## What the exercise asks
Please continue the commentary on the Fed's final Durbin Amendment rule, starting right after its last sentence.
# START OF Text segment
The Fed Bails Out the Banks...Again

06/29/11

If anyone doubted who set the marching tune for the Federal Reserve Board, it was sure clear today. The Fed announced its final rule under the Durbin Interchange Amendment, and it was quite the handout to the big banks.  

The Durbin Amendment instructed the Fed to pass rules that clarified its instruction that debit interchange fees must be reasonable and proportional to the incremental cost of authorizing, clearing, and settling an individual debit card transaction.  The Fed came out with a proposed rule last December that solicited comments on two alternative safe harbors.  One was for a flat fee of 7 cents per transaction, the other for 12 cents per transaction. The Fed also solicited comments on whether debit cards should have to be routable on 2 unaffiliated networks or on 2 unaffiliated PIN and 2 unaffiliated signature debit networks (4 networks total). 

Well, today the Fed came out with the final rule, and what a surprise.
# END OF Text segment
# START OF Dataset content
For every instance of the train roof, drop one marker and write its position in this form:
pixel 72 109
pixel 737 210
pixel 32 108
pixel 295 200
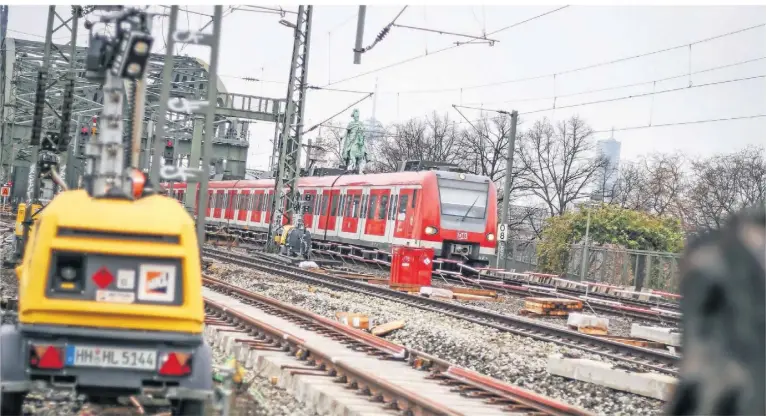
# END OF Dataset content
## Reply
Instead of picking between the 7 or 12 cent safeharbors, the Fed now has adopted a 21 cent plus 5 basis points on transaction volume safe harbor.  So the Fed tripled the safeharbor!  This is nicely described by the Fed as "a variant of the [12 cent safeharbor] approach".  Is the variation to reverse the digits? That seems more like something out of the Goldberg Variations than a rational approach to regulation.  

What makes the 21 cents plus 5bp safeharbor even more outrageous is that there are already debit card interchange rates that are lower than that! Grocery and quick serve restaurants often have flat fee debit interchange rates of 19 cents.  If debit networks can do the transaction already for 19 cents, shouldn't that be the maximium possible safeharbor? And what about the Fed's findings that the median cost was 11 cents and the 80th percentile was 19 cents?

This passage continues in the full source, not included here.